**Problems and tasks**
1 – From the Puget Sound real estate summary, output the passage starting with "Since our last" and going on through "continued housing squeeze.", word for word.
2 – In the Puget Sound real estate summary, what annual rate of population growth is given for the region?
3 – Extend the Puget Sound real estate summary by writing what comes after its final sentence.

**Source text**
————————

Spring 2007 Executive Summary

Since our last report, hiccups in the sub-prime lending market and contemporaneous cyclical downturns in housing starts gave rise to fears that the general up-trend in real estate was over. Renewed talks about “housing bubbles” and other fear-fads surfaced in the popular media. A more calmed read of the national scene would suggest that real estate continues to be a healthy sector of the economy. From all indications, the Central Puget Sound market continues unabated, with our primary concerns being lack of space to meet demands and inability to deliver affordable housing. Our population is continuing to grow at 1.8% per year, while excise tax affidavits (a measure of the volume of housing transactions) is actually down in all four counties. Add the two together, and we get a continued housing squeeze.

Speaking of housing, new home construction in the region continues strong, both in quantity demanded and in pricing. King County’s average new detached home price in the last quarter was $576,771 (on volume of 1,078 sales) while attached homes averaged $351,085 (on 1,584 units). Interestingly, the more expensive detached homes were on the east side, particularly in Bellevue, while the priciest attached homes, on average, were found in the City of Seattle.

Snohomish County followed King County’s pattern, with the more expensive homes in the county as a whole ($457,859 detached, $275,768 attached) contrasted with the city of Everett ($354,292 detached, $237,353 attached). However, following its usual pattern, Pierce County’s more expensive homes were in Tacoma ($400,626 detached, $335,851 attached) versus the county as a whole ($368,853 detached, $277,022). Kitsap County’s results were somewhat skewed by the fact that only two new detached homes sold in the City of Bainbridge Island last quarter, and these averaged a whopping $899,500, contrasted with the average detached price for the county as a whole of $318,512 (on volume of 182 total units). However, attached sales averaged $453,786 in the city, versus $400,625 in the county, suggesting that the pricier homes indeed were in the city limits.

Residential listing and resales data helps illuminate the issue. According to a report from Standard and Poors, this market continues to experience one of the highest price appreciation rates in the country—11% in 2006 versus a negative 0.2% for the U.S. as a whole, and available listings under $500,000 are below a 2-month supply in our market. A major driver is healthy demand fueled by continued in-migration of new residents, and any softening in demand in our market is offset by a shortage of supply. Indeed, residential resales volume dropped in all four counties—a 15.3% drop in King County up to a 25.7% drop in Snohomish—but in the face of continued shrinking supply, prices continued upward.

————————

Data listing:
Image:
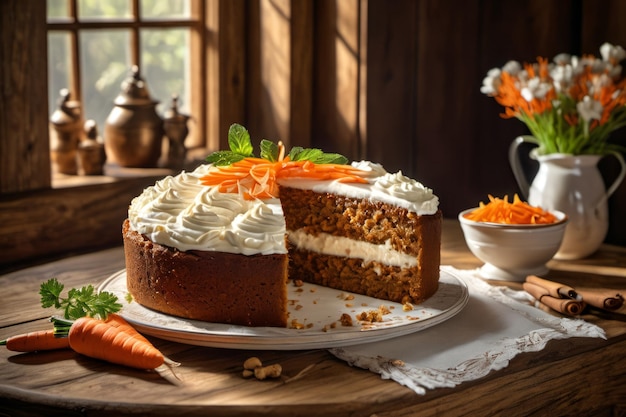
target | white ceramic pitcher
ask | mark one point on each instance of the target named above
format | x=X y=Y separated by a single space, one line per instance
x=571 y=184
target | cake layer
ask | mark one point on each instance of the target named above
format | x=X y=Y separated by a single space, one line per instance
x=358 y=219
x=374 y=279
x=404 y=267
x=206 y=285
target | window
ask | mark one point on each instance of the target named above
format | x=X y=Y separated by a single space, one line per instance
x=92 y=46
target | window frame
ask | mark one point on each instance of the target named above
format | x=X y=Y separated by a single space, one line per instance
x=197 y=25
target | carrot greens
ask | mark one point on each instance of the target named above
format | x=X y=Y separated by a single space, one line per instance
x=85 y=301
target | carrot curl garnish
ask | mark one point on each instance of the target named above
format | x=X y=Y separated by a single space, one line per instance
x=237 y=171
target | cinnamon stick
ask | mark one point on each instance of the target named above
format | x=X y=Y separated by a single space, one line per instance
x=603 y=298
x=556 y=289
x=562 y=305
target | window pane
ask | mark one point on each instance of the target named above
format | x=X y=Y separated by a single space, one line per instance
x=105 y=63
x=104 y=10
x=165 y=65
x=165 y=9
x=59 y=67
x=58 y=10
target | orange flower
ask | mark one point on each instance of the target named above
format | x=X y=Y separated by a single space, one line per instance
x=570 y=106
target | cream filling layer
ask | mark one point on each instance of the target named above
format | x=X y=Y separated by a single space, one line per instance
x=341 y=246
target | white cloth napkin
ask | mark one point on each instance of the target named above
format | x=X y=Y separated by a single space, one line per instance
x=496 y=325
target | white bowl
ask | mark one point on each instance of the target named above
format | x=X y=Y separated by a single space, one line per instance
x=511 y=252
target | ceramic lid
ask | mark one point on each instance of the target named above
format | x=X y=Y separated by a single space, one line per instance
x=134 y=91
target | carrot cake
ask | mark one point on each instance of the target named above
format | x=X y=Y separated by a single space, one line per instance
x=220 y=243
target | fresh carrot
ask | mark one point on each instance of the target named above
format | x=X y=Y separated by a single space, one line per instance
x=36 y=341
x=120 y=323
x=100 y=340
x=518 y=212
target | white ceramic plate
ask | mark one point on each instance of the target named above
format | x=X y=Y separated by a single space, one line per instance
x=317 y=308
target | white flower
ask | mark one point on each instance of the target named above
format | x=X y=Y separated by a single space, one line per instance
x=562 y=76
x=563 y=59
x=589 y=109
x=535 y=89
x=611 y=53
x=491 y=82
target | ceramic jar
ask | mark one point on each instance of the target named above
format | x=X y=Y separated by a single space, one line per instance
x=65 y=134
x=574 y=185
x=133 y=131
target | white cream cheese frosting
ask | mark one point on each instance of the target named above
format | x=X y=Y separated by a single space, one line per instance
x=180 y=212
x=395 y=189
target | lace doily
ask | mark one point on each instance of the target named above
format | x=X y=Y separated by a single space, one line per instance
x=496 y=325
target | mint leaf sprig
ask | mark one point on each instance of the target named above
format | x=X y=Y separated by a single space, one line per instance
x=79 y=302
x=241 y=147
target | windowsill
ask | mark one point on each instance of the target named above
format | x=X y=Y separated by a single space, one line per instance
x=113 y=173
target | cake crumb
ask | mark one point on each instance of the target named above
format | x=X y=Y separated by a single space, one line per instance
x=346 y=320
x=373 y=316
x=295 y=324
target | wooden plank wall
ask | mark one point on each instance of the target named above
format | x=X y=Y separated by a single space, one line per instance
x=399 y=83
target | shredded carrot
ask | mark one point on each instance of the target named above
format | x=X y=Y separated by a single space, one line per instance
x=101 y=340
x=518 y=212
x=36 y=341
x=257 y=178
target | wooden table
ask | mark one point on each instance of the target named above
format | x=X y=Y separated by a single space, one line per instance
x=582 y=376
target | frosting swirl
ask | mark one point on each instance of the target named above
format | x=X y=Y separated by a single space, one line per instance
x=182 y=213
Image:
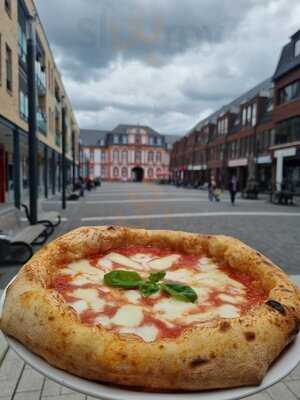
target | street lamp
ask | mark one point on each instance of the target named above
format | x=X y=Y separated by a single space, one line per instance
x=32 y=123
x=64 y=164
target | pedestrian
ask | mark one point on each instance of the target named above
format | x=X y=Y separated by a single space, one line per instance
x=233 y=189
x=213 y=192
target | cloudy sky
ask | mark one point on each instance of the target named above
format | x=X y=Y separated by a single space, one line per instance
x=163 y=63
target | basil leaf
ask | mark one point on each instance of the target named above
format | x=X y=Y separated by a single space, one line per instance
x=180 y=292
x=123 y=279
x=157 y=276
x=148 y=288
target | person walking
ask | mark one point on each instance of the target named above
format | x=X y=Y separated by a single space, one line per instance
x=233 y=189
x=213 y=192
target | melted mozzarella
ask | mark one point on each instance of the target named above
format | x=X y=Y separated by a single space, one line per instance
x=163 y=263
x=123 y=260
x=128 y=316
x=105 y=263
x=200 y=317
x=228 y=311
x=103 y=320
x=147 y=332
x=91 y=297
x=180 y=275
x=133 y=296
x=171 y=309
x=84 y=267
x=231 y=299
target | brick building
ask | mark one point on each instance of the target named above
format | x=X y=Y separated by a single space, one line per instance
x=127 y=153
x=255 y=136
x=51 y=99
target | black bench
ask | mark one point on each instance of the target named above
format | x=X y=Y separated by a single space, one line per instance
x=49 y=218
x=282 y=197
x=16 y=240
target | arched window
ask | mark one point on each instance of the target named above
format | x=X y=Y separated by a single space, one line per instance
x=116 y=172
x=124 y=156
x=116 y=155
x=138 y=156
x=158 y=157
x=150 y=156
x=150 y=173
x=124 y=172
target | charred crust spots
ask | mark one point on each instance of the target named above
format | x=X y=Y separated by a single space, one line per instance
x=198 y=361
x=250 y=336
x=224 y=326
x=276 y=306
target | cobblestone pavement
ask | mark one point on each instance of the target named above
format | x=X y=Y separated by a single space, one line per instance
x=272 y=229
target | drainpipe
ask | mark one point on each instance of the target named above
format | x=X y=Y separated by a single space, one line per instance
x=32 y=123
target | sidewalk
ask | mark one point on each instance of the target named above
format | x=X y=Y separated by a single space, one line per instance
x=20 y=382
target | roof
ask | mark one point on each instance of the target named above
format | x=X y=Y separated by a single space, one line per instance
x=171 y=139
x=122 y=128
x=261 y=89
x=287 y=60
x=91 y=137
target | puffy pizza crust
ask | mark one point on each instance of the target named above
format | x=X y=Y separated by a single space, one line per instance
x=216 y=354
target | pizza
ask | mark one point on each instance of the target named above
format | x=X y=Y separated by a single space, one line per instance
x=154 y=310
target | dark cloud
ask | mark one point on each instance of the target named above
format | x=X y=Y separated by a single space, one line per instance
x=90 y=34
x=165 y=63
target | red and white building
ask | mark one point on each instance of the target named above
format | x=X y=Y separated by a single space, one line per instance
x=127 y=153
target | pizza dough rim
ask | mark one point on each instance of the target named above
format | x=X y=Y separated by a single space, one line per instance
x=217 y=354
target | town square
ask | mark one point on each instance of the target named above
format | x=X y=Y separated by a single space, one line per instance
x=149 y=124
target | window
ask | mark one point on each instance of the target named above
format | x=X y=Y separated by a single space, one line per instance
x=124 y=156
x=0 y=59
x=22 y=42
x=244 y=116
x=249 y=115
x=116 y=156
x=124 y=172
x=289 y=92
x=138 y=156
x=150 y=156
x=92 y=155
x=150 y=173
x=8 y=62
x=7 y=4
x=116 y=139
x=288 y=131
x=116 y=172
x=297 y=48
x=254 y=112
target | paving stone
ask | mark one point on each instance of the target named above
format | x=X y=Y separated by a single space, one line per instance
x=75 y=396
x=27 y=396
x=51 y=388
x=260 y=396
x=281 y=392
x=294 y=386
x=30 y=381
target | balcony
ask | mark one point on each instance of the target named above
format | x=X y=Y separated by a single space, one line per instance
x=41 y=122
x=58 y=139
x=40 y=79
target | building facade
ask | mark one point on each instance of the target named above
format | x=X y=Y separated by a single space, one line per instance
x=127 y=153
x=52 y=100
x=256 y=136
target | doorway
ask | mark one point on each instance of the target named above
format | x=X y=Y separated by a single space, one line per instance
x=137 y=174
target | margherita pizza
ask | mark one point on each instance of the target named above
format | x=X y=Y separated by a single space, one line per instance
x=157 y=310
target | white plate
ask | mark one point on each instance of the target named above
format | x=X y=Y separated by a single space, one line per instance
x=281 y=368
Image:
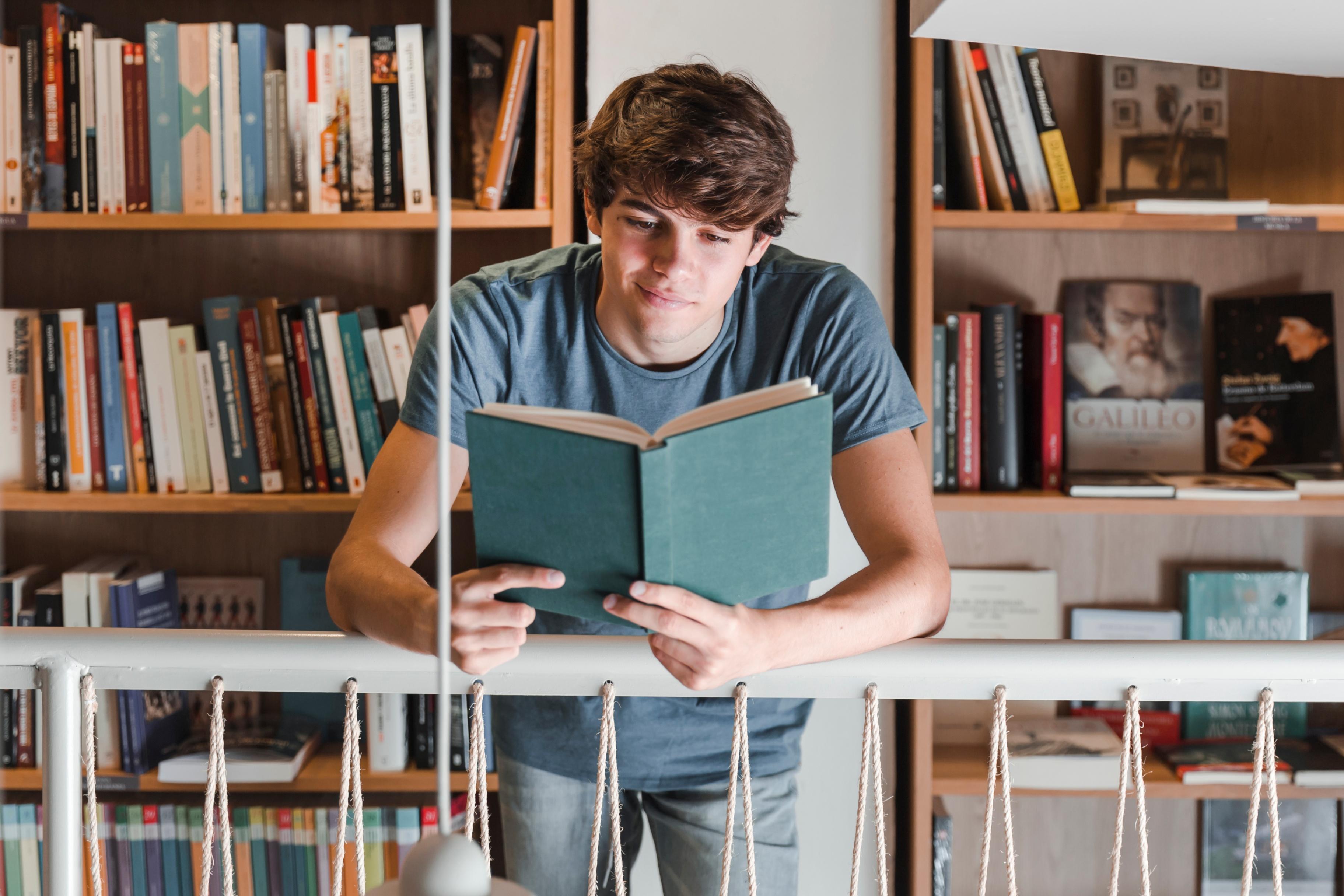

————————

**Answers for this exercise**
1 –
Since our last report, hiccups in the sub-prime lending market and contemporaneous cyclical downturns in housing starts gave rise to fears that the general up-trend in real estate was over. Renewed talks about “housing bubbles” and other fear-fads surfaced in the popular media. A more calmed read of the national scene would suggest that real estate continues to be a healthy sector of the economy. From all indications, the Central Puget Sound market continues unabated, with our primary concerns being lack of space to meet demands and inability to deliver affordable housing. Our population is continuing to grow at 1.8% per year, while excise tax affidavits (a measure of the volume of housing transactions) is actually down in all four counties. Add the two together, and we get a continued housing squeeze.

2 – 1.8% per year

3 –
Illustrating the supply problem is the total excise tax collections, which topped $567 million in King County for 2006 on 54,976 applications. The dollar total was up a respectable 6.2% over 2005, but reflects the fact that substantial housing price increases was somewhat—but not totally—offset by volume declines. Total affidavits were actually down 8.9%. Contrast this with a 25.9% dollar increase in 2005 over the previous year, and a 27.8% dollar increase in 2004, and you see what we mean. King County excise tax collections for the first two months of 2007 were down very slightly from the same period in 2006, perhaps reflecting the abysmal winter weather. March collections were up about 6% in dollar amount, although down about 5.8% in volume. Snohomish, Pierce, and Kitsap Counties all had similar excise tax collection patterns, with affidavit volumes down slightly and total volume up marginally as a result of pricing increases.

A discussion of housing affordability closes out the residential owner-occupied analysis. In summary, it continues to be a problem, although the negative trend in affordability seemed to ease a bit in at the end of 2006 as a result of softening house price trends. However, this trend is only slight, and so-far the data only suggests a one-quarter relaxation in an otherwise abysmal affordability trend. We’ll wait for our Fall, 2007, report to see if this trend is reflected in additional quarters of data.

Of course, housing isn’t the only story—it’s just the part that seems to grab most of the headlines. Apartment vacancy rates continued downward to 4.3%—not the lowest in the past 20 years, but nearly so. The driving factors include the afore-mentioned in-migration, softening in the owner-occupied volumes, and record breaking condominium conversions. As a result, the average rent in the region is $883, up 6.9% from a year ago. Only 15% of apartments are offering any sort of incentives, down from 65% two years ago. The average incentive, “when you can find one”, is less than two-weeks rent.

Not surprisingly, apartment investment trends continue substantially upward, with average prices per unit up 9.3% in just six months to $121,368 per unit. The gross rent multiplier is now at 12.3, up from 11.6 six months ago. Our actual cap rate has now fallen thru the 5% barrier down to 4.97%, down from 5.12% just six months ago. In the last six months, investors closed on $1.58 Billion in apartments, up from $1.35 Billion during the prior six-month period.

And what about office space? Well, to understand that, it’s important to understand employment trends. According to Conway Pederson, employment in the region is growing at 2.8% annually. Two of our key “basic” employers—Microsoft and Boeing—continue to expand operations into the intermediate future. As a result, asking rents increased about $0.63 per square foot across the market, up to the highest rates we’ve seen since 2001. Downtown Seattle saw rents jump $3.00 per foot, the biggest increases since 2000. Construction and absorption are both positive, and vacancy rates remain about where they were last year.

The industrial market also shows substantial new construction and healthy absorption. The first quarter of 2007 marked the 15th consecutive quarter of positive absorption in the Puget Sound Region. Direct vacancy is currently the lowest it has been since the end of 2005, standing at 6.14%, but plenty of new industrial space is coming on-line, and vacancies are expected to rise in the short-term.

Thanks again to all of our section editors and contributors!

John A. Kilpatrick, Ph.D.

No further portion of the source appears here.